--- Task statement ---
Rename every "outline" in the entries below to "trace" and keep everything else the same. Leave the pictures out of your answer.

[Segmentation data]
========

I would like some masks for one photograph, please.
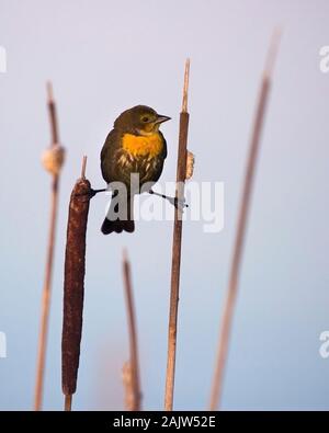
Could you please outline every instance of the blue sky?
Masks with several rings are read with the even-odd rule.
[[[284,26],[252,197],[227,364],[224,409],[326,409],[329,360],[329,45],[327,1],[0,0],[1,257],[0,409],[31,409],[35,376],[49,178],[45,82],[52,79],[67,161],[60,181],[44,408],[60,410],[63,267],[68,200],[88,155],[88,178],[103,185],[99,153],[114,118],[138,103],[163,125],[175,174],[185,57],[191,58],[189,148],[194,180],[225,183],[225,227],[183,232],[177,409],[204,409],[228,278],[249,134],[272,30]],[[121,255],[133,263],[144,406],[163,402],[172,224],[139,221],[133,236],[103,237],[106,197],[90,208],[84,328],[76,409],[121,409],[128,356]],[[156,198],[155,198],[156,200]]]

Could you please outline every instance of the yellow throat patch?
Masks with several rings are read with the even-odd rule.
[[[157,157],[163,148],[163,139],[159,133],[149,136],[125,134],[122,138],[123,148],[134,157]]]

========

--- Exercise response ---
I would like some masks for one photograph, please.
Could you please trace every instance of the blue sky?
Masks with several rings are read with the even-odd rule.
[[[284,26],[252,197],[227,364],[224,409],[326,409],[329,360],[329,45],[327,1],[0,0],[1,257],[0,409],[31,409],[35,376],[49,178],[45,82],[52,79],[67,161],[60,181],[44,408],[60,410],[63,267],[68,200],[88,155],[88,178],[103,185],[99,153],[114,118],[138,103],[163,125],[175,174],[185,57],[191,58],[189,148],[194,180],[225,183],[225,227],[183,232],[177,409],[204,409],[228,278],[249,134],[272,30]],[[121,255],[133,263],[144,406],[163,402],[172,224],[139,221],[133,236],[103,237],[106,197],[90,208],[84,328],[76,409],[121,409],[128,356]],[[156,198],[155,198],[156,200]]]

Could you please trace every instance of the yellow throat patch?
Masks with several rings are read with the even-odd rule.
[[[157,157],[163,148],[163,139],[159,133],[149,136],[125,134],[122,138],[123,148],[134,157]]]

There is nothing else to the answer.